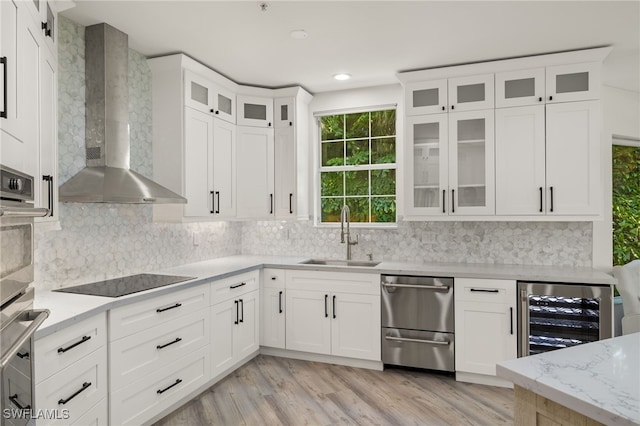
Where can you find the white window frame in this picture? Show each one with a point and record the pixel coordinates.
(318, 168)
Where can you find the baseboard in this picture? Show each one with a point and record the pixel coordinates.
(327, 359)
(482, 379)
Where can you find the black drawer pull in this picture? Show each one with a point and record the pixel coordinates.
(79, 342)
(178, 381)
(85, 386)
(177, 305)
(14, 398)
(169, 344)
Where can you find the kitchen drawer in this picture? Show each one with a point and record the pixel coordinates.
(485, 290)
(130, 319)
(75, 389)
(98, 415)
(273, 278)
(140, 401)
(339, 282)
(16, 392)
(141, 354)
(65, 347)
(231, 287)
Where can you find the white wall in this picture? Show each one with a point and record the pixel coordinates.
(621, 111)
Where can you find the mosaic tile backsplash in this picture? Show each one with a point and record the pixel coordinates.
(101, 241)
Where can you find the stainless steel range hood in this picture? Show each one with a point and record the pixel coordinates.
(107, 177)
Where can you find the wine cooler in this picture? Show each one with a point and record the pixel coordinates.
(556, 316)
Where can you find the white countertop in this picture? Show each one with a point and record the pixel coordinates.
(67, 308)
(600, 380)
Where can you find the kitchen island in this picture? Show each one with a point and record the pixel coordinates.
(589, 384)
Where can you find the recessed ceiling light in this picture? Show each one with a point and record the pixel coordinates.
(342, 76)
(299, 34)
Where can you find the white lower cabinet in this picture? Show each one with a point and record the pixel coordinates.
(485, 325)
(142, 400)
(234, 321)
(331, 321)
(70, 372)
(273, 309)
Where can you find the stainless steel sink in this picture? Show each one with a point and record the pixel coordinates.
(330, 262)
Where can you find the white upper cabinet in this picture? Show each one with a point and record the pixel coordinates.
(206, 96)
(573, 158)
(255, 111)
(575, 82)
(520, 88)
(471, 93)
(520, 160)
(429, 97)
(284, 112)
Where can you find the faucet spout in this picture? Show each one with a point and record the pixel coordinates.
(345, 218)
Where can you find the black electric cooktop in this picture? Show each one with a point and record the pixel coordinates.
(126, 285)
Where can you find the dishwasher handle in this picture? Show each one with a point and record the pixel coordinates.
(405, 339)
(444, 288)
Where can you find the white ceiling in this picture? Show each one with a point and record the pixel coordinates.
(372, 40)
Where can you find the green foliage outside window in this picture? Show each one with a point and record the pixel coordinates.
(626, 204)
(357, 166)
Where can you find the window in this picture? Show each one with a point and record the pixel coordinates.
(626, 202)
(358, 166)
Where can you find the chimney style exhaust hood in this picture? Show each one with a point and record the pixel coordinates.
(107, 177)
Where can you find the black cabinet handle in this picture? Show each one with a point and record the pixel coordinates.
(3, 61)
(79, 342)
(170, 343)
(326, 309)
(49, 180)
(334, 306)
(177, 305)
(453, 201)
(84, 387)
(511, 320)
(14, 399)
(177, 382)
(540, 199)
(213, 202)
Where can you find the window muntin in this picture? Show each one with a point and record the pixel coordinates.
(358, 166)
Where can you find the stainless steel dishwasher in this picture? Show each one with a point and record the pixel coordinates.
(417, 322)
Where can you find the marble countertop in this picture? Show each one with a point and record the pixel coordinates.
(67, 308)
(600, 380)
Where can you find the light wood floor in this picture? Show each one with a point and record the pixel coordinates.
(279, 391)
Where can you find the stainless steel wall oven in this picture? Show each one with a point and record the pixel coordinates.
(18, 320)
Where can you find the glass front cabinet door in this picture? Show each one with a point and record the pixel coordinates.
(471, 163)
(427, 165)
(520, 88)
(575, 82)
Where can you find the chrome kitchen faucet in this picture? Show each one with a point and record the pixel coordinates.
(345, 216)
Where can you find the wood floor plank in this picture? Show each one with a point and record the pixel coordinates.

**********

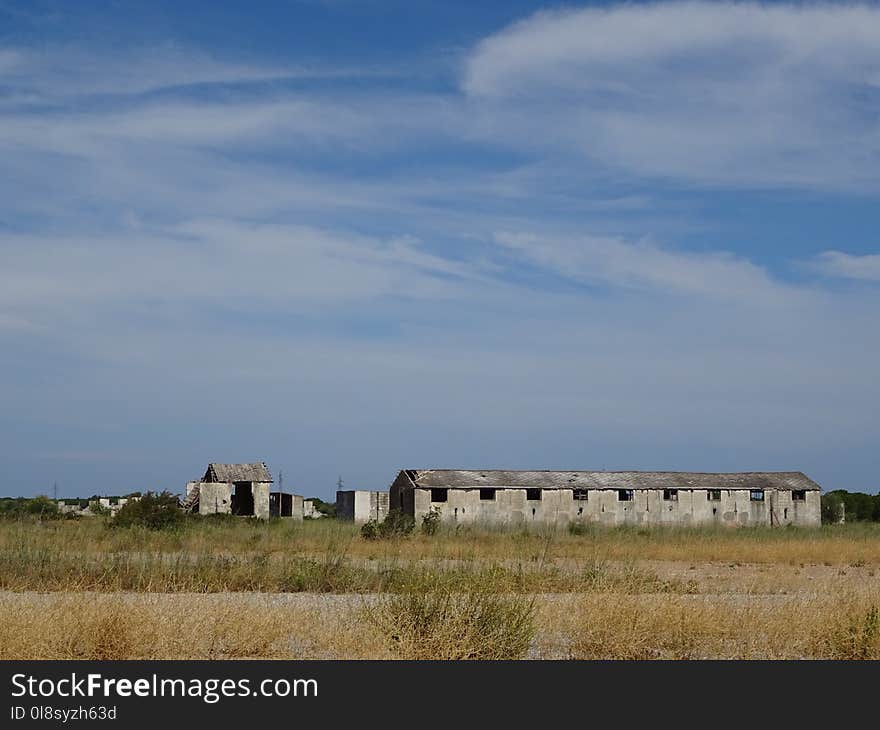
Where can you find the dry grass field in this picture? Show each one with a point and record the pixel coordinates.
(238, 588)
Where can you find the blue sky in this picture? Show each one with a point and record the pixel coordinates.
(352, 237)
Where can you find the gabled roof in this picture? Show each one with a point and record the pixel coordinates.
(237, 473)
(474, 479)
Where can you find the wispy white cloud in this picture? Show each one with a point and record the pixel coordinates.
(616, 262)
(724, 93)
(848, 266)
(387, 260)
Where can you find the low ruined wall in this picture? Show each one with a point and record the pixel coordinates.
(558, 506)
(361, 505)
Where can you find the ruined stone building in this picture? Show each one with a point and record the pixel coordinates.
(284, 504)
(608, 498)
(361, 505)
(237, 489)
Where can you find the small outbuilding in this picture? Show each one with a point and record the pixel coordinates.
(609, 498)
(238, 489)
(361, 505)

**********

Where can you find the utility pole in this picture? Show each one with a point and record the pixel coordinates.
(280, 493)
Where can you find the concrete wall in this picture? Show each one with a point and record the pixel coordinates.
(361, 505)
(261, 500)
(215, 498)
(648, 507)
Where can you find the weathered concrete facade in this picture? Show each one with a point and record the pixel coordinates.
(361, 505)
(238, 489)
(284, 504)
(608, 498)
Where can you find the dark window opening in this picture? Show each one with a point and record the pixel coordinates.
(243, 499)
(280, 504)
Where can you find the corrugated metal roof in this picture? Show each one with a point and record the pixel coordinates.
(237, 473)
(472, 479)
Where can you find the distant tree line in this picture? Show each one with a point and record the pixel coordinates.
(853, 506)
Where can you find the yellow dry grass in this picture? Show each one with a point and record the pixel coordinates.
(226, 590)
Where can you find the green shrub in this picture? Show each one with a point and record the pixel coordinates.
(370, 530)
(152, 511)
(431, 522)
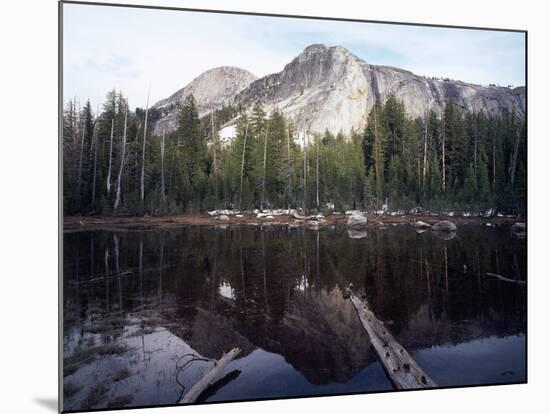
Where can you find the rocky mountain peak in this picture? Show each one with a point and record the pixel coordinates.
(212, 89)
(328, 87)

**********

Gather each line in the items above that contains the word "light" and copy it out.

Where can you find the recessed ceiling light in this picture? Show each one with a point and record the pixel coordinates.
Where can you find the light wood floor in this picture? Show each one with a point and record the pixel coordinates.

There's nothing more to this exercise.